(PAGE)

Circonstance : Inauguration de "Commerce électronique 96" organisé par l'AFCEE (Association française pour le commerce et les échanges électroniques), à Paris le 22 octobre 1996

Texte intégral

Mesdames et Messieurs,

Il y a quelques mois à peine, j'assistai à la naissance de l'Association Française pour le Commerce et les Echanges Electroniques. Elle ambitionnait alors de fédérer l'ensemble des pionniers de ce secteur prometteur pour donner naissance à un véritable pôle de réflexion et d'innovation, capable du même dynamisme que ses homologues étrangers. Je suis heureux de constater aujourd'hui, en inaugurant cette manifestation, que l'AFCEE a su faire de cette ambition une réalité : comptant désormais 180 membres, elle est devenue un des lieux où se retrouvent les acteurs de l'innovation et où s'invente le commerce de demain. Le succès de cette manifestation en témoigne : le commerce électronique n'est plus l'affaire de quelques pionniers ; il est au cœur des préoccupations de tous ceux - et ils sont de plus en plus nombreux - qui mesurent l'impact qu'aura sur le commerce et les échanges la révolution technologique que nous vivons actuellement.

Il suffit de rappeler que le chiffre d'affaires du commerce électronique sur Internet s'élevait déjà à 500 millions de dollars en 1995 pour faire saisir l'immense enjeu que représentera à l'horizon 2000 la maîtrise des transactions électroniques : un chiffre d'affaires qui devrait s'élever au début du siècle prochain, selon diverses estimations, à près d'un milliard de francs en France, et de 15 à 20 milliards de francs dans le monde.

Votre mobilisation, votre souci de vous positionner efficacement sur ce marché émergent sont donc pleinement justifiés; et particulièrement précieux à l'heure où notre pays semble parfois douter de sa capacité à prendre rendez-vous avec l'avenir. Un retard Français...

La France serait-elle en effet sur le point de rester à l'écart d'une révolution technologique d'envergure mondiale, d'une révolution qui, demain, sera déterminante pour la compétitivité de notre économie, pour notre capacité à créer des emplois et des richesses ou à assurer rayonnement de notre culture et de notre langue ? La question mérite aujourd'hui d'être posée en écho aux discours alarmistes et aux constats pessimistes dont certains ont fait leur antienne.

(CONSIGNES)
1) D'après le discours, répondez à ces questions :
(a) Combien de membres l'AFCEE compte-t-elle désormais ?
(b) À combien s'élevait le chiffre d'affaires du commerce électronique sur Internet en 1995 ?
(c) Quel chiffre d'affaires est estimé en France pour le début du siècle prochain ?
2) Reproduisez le passage du discours qui commence par les mots « Il suffit de » et qui s'achève sur « Un retard Français... ».
Les lignes qui suivent n'ont aucun lien avec le discours.

(DONNÉES FOURNIES)
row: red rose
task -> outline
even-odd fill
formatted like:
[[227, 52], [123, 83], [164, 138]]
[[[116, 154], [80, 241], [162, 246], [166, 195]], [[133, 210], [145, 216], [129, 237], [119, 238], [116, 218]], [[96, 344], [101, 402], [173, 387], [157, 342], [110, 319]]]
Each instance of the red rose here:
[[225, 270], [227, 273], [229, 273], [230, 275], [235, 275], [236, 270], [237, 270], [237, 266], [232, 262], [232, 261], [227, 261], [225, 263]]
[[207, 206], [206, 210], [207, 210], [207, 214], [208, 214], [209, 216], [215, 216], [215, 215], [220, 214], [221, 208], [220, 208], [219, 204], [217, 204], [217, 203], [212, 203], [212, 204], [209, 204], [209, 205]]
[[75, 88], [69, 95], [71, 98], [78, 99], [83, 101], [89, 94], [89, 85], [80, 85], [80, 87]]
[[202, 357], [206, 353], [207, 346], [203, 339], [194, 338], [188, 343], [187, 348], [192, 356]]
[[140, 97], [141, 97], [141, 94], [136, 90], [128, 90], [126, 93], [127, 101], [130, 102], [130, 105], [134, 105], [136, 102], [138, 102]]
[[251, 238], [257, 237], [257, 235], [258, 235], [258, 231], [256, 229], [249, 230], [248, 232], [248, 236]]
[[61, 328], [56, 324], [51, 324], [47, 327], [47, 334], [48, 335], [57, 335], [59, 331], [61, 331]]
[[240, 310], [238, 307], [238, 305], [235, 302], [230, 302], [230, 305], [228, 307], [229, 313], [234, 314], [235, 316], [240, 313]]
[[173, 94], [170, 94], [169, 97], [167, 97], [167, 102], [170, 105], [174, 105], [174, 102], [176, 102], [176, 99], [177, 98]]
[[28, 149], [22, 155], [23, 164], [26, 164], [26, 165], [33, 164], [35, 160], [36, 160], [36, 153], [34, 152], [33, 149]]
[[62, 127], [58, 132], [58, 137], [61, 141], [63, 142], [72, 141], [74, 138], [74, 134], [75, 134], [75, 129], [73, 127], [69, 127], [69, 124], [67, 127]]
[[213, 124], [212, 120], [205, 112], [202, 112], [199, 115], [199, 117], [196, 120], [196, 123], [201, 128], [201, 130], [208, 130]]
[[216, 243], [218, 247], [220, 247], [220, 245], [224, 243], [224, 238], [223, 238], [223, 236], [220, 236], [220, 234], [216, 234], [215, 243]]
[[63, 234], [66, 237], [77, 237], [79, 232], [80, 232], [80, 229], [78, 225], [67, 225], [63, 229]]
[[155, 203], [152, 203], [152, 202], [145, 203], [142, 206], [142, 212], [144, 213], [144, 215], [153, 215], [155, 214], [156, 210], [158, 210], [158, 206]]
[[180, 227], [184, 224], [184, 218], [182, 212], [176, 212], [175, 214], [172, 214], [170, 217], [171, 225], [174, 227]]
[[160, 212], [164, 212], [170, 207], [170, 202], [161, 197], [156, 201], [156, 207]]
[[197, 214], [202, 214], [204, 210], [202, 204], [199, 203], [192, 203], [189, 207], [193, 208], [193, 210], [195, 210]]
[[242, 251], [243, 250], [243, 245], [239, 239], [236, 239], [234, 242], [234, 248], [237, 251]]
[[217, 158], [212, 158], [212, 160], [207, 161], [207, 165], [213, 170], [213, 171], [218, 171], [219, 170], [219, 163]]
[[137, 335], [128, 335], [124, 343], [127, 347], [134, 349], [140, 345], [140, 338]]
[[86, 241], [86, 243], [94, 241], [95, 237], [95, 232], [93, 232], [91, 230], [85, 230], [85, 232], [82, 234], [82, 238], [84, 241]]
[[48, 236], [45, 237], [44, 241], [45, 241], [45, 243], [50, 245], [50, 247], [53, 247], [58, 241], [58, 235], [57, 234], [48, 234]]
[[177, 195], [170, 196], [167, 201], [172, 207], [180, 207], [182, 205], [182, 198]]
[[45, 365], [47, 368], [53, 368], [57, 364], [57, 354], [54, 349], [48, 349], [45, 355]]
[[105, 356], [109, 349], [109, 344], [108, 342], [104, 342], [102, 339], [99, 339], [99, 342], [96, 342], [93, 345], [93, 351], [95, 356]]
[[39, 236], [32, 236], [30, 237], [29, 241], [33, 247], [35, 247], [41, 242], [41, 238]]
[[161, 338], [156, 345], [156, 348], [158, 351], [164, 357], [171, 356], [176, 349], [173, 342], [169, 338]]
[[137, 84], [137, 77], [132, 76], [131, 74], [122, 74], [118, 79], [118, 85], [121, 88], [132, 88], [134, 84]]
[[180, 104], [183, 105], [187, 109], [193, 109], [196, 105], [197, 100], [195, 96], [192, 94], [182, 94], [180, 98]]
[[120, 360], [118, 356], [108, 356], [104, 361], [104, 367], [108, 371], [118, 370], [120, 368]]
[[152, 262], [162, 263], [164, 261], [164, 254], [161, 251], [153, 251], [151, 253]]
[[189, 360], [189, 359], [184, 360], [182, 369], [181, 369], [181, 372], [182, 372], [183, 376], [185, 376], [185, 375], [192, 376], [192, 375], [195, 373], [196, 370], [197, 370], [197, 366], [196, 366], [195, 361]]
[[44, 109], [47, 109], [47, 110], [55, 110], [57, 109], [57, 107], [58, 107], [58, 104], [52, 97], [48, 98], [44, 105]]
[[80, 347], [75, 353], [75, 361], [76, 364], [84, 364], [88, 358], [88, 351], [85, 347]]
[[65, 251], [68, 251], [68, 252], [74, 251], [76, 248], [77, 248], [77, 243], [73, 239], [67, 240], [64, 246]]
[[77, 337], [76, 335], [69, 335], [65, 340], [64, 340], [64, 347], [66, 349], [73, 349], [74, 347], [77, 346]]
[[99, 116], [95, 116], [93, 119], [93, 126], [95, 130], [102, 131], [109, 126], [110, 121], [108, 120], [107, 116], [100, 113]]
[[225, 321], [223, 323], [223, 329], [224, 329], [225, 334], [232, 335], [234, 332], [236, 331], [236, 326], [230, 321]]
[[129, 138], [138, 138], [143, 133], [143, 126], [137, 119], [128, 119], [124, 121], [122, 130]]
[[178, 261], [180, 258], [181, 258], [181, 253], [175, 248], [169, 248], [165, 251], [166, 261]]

* * *

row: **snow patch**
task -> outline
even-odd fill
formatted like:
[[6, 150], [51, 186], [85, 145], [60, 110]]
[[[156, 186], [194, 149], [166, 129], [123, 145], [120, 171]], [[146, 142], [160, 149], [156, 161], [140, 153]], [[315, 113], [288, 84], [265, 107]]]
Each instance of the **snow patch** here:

(RÉPONSES RÉDIGÉES)
1)
(a) 180 membres.
(b) 500 millions de dollars.
(c) Près d'un milliard de francs.

2)
Il suffit de rappeler que le chiffre d'affaires du commerce électronique sur Internet s'élevait déjà à 500 millions de dollars en 1995 pour faire saisir l'immense enjeu que représentera à l'horizon 2000 la maîtrise des transactions électroniques : un chiffre d'affaires qui devrait s'élever au début du siècle prochain, selon diverses estimations, à près d'un milliard de francs en France, et de 15 à 20 milliards de francs dans le monde.

Votre mobilisation, votre souci de vous positionner efficacement sur ce marché émergent sont donc pleinement justifiés; et particulièrement précieux à l'heure où notre pays semble parfois douter de sa capacité à prendre rendez-vous avec l'avenir. Un retard Français...